» WHAT YOU NEED TO DO
Give back all of the data below line for line, without changing anything, and leave out the pictures.

----

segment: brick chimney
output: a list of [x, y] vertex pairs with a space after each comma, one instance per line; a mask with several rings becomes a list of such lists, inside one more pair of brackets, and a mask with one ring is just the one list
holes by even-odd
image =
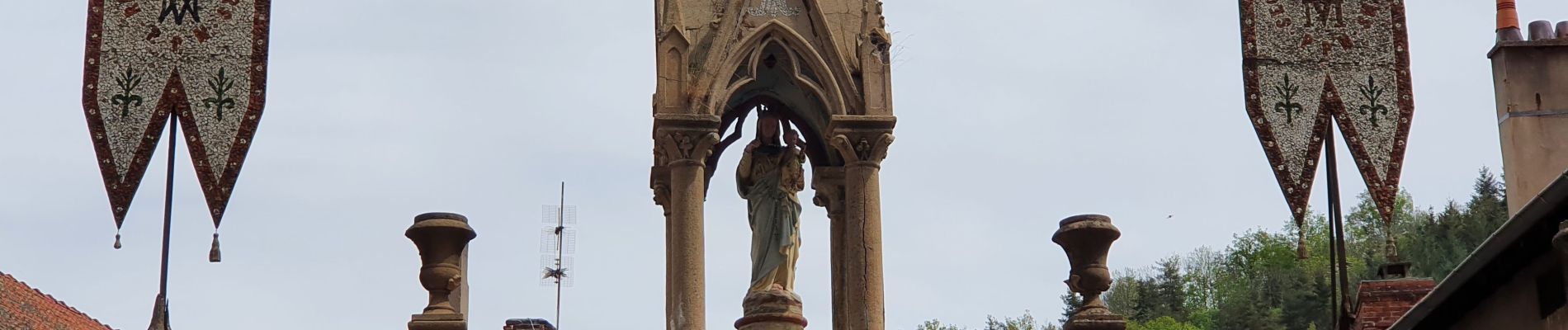
[[1488, 53], [1510, 216], [1568, 169], [1568, 38], [1537, 20], [1526, 39], [1518, 17], [1513, 0], [1497, 0], [1497, 45]]
[[1361, 282], [1356, 294], [1356, 322], [1350, 328], [1386, 330], [1436, 286], [1432, 278]]

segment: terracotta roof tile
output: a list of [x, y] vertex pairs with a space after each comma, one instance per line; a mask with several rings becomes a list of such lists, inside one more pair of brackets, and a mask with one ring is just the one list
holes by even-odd
[[5, 272], [0, 272], [0, 328], [113, 330]]

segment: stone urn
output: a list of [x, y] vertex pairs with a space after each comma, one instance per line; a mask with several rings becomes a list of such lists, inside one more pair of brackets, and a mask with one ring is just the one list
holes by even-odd
[[452, 291], [463, 286], [463, 269], [458, 266], [463, 250], [477, 233], [469, 219], [452, 213], [426, 213], [414, 217], [414, 225], [403, 233], [419, 249], [419, 283], [430, 291], [425, 313], [414, 314], [409, 328], [467, 328], [467, 322], [452, 307]]
[[1063, 330], [1124, 330], [1127, 321], [1105, 308], [1099, 299], [1101, 292], [1110, 289], [1110, 269], [1105, 267], [1105, 256], [1110, 253], [1110, 242], [1121, 238], [1121, 231], [1110, 224], [1110, 217], [1099, 214], [1073, 216], [1063, 219], [1052, 242], [1062, 246], [1068, 253], [1073, 272], [1068, 277], [1068, 289], [1083, 297], [1083, 307], [1068, 317]]

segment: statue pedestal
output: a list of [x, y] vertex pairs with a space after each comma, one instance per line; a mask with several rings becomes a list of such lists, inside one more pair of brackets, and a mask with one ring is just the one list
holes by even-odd
[[1087, 307], [1074, 313], [1062, 330], [1127, 330], [1127, 321], [1104, 307]]
[[740, 303], [745, 316], [735, 321], [737, 330], [804, 330], [800, 296], [782, 289], [751, 292]]
[[469, 330], [469, 321], [463, 314], [414, 314], [408, 330]]

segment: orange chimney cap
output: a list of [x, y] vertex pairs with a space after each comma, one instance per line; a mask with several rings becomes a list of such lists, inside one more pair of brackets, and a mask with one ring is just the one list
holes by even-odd
[[1515, 0], [1497, 0], [1497, 30], [1519, 28], [1519, 9]]

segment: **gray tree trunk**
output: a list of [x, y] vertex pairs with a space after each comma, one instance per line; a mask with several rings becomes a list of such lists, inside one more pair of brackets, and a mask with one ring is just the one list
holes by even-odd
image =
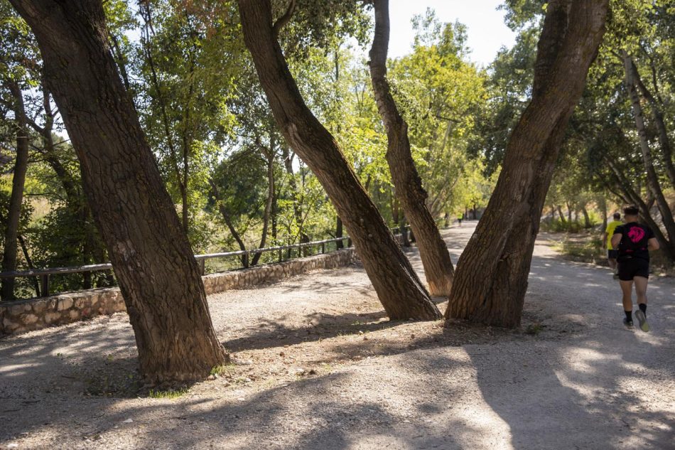
[[551, 0], [532, 100], [507, 146], [497, 186], [460, 257], [446, 317], [520, 323], [534, 240], [568, 122], [605, 32], [608, 0]]
[[[387, 162], [396, 197], [417, 240], [429, 293], [435, 296], [448, 296], [453, 286], [455, 269], [446, 242], [426, 207], [428, 195], [410, 152], [408, 124], [399, 112], [387, 80], [389, 0], [375, 0], [374, 3], [375, 36], [370, 49], [370, 79], [377, 109], [387, 130]], [[407, 240], [407, 236], [404, 237], [404, 242]]]
[[150, 385], [205, 378], [227, 357], [197, 262], [108, 47], [100, 1], [11, 0], [37, 38]]
[[[26, 123], [26, 110], [23, 95], [18, 84], [9, 83], [9, 90], [14, 100], [14, 117], [16, 123], [16, 158], [12, 175], [11, 194], [9, 197], [9, 210], [7, 213], [7, 227], [5, 228], [5, 248], [2, 252], [2, 272], [16, 270], [16, 250], [18, 237], [18, 224], [23, 203], [23, 186], [26, 171], [28, 167], [28, 133]], [[2, 279], [0, 296], [3, 300], [14, 299], [14, 279]]]
[[392, 319], [441, 315], [333, 136], [302, 99], [276, 38], [269, 0], [239, 0], [244, 41], [286, 141], [321, 183], [349, 229], [364, 268]]

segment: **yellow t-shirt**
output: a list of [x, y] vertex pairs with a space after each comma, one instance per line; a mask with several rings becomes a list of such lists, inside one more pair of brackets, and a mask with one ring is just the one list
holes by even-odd
[[612, 235], [614, 234], [614, 229], [621, 225], [622, 222], [620, 220], [612, 220], [607, 224], [607, 230], [605, 230], [605, 232], [607, 233], [607, 250], [613, 250], [614, 248], [612, 247]]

----

» SOLUTION FOR THIS TASK
segment: brick chimney
output: a list of [x, y] vertex pairs with a space after each comma, one instance per line; a mask with several rings becomes a list of such lists, inside one more pair of brackets, and a mask with one ring is just the one list
holes by even-odd
image =
[[1488, 53], [1510, 216], [1568, 169], [1568, 38], [1537, 20], [1526, 39], [1518, 17], [1513, 0], [1497, 0], [1497, 45]]
[[1361, 282], [1356, 294], [1356, 322], [1350, 328], [1386, 330], [1436, 286], [1432, 278]]

segment: terracotta roof tile
output: a list of [x, y] vertex pairs with a space after each comma, one instance per line; a mask with several rings becomes a list of such lists, inside one more pair of brackets, and a mask with one ring is just the one list
holes by even-odd
[[5, 272], [0, 272], [0, 328], [113, 330]]

segment: stone urn
output: a list of [x, y] vertex pairs with a space after each comma, one instance per line; a mask with several rings becomes a list of such lists, inside one more pair of brackets, and a mask with one ring is just the one list
holes by even-odd
[[452, 291], [463, 286], [463, 269], [458, 266], [463, 250], [477, 233], [469, 219], [452, 213], [426, 213], [414, 217], [414, 225], [403, 233], [419, 249], [419, 283], [430, 291], [425, 313], [414, 314], [409, 328], [467, 328], [467, 322], [452, 307]]
[[1063, 330], [1124, 330], [1127, 321], [1105, 308], [1099, 299], [1101, 292], [1110, 289], [1110, 269], [1105, 267], [1105, 256], [1110, 253], [1110, 242], [1121, 238], [1121, 231], [1110, 224], [1110, 217], [1099, 214], [1073, 216], [1063, 219], [1052, 242], [1062, 246], [1068, 253], [1073, 272], [1068, 277], [1068, 289], [1083, 297], [1083, 307], [1068, 317]]

segment: statue pedestal
output: a list of [x, y] vertex pairs with a space after each comma, one instance per line; a mask with several rings becomes a list of such lists, inside one more pair of brackets, and a mask with one ring is just the one list
holes by even-odd
[[1087, 307], [1074, 313], [1062, 330], [1127, 330], [1127, 321], [1104, 307]]
[[740, 303], [745, 316], [735, 321], [737, 330], [804, 330], [800, 296], [782, 289], [751, 292]]
[[469, 330], [469, 321], [463, 314], [414, 314], [408, 330]]

segment: orange chimney cap
output: a list of [x, y] vertex pairs with a space after each comma, one instance per line; a mask with several rings becomes a list of such lists, inside one more pair of brackets, and a mask with one ring is just the one list
holes by even-odd
[[1515, 0], [1497, 0], [1497, 30], [1519, 28], [1519, 9]]

segment: **gray tree trunk**
output: a list of [x, y] vertex pairs with a space after each comma, one instance per line; a mask with several rings becomes a list of such lists, inside one more pair of brackets, and a mask with one ring is just the one list
holes by even-odd
image =
[[551, 0], [532, 100], [507, 146], [497, 186], [460, 257], [446, 317], [520, 323], [534, 240], [568, 122], [605, 32], [608, 0]]
[[[387, 162], [396, 197], [417, 240], [429, 293], [435, 296], [448, 296], [453, 286], [455, 269], [446, 242], [426, 207], [428, 195], [410, 152], [408, 124], [399, 112], [387, 80], [389, 0], [375, 0], [374, 3], [375, 36], [370, 49], [370, 79], [377, 109], [387, 130]], [[407, 240], [407, 236], [404, 237], [404, 242]]]
[[150, 385], [205, 378], [227, 357], [197, 262], [108, 47], [100, 1], [11, 0], [37, 38]]
[[[26, 123], [26, 110], [23, 95], [18, 84], [9, 83], [9, 90], [14, 100], [14, 117], [16, 123], [16, 158], [12, 175], [11, 194], [9, 197], [9, 210], [7, 213], [7, 227], [5, 228], [5, 248], [2, 252], [2, 272], [16, 270], [16, 250], [18, 237], [18, 224], [23, 203], [23, 186], [26, 171], [28, 167], [28, 133]], [[2, 279], [0, 296], [3, 300], [14, 299], [14, 279]]]
[[392, 319], [441, 315], [333, 136], [302, 99], [276, 38], [269, 0], [239, 0], [244, 41], [286, 141], [321, 183], [349, 229], [364, 268]]

segment: **yellow t-shirt**
output: a list of [x, y] vertex pairs with a space after each comma, one instance per line; a mask with several rings becomes a list of such lists, inside one more pair of brackets, and a mask with one ring is just the one list
holes by even-odd
[[612, 235], [614, 234], [614, 229], [621, 225], [622, 222], [620, 220], [612, 220], [607, 224], [607, 230], [605, 230], [605, 232], [607, 233], [607, 250], [613, 250], [614, 248], [612, 247]]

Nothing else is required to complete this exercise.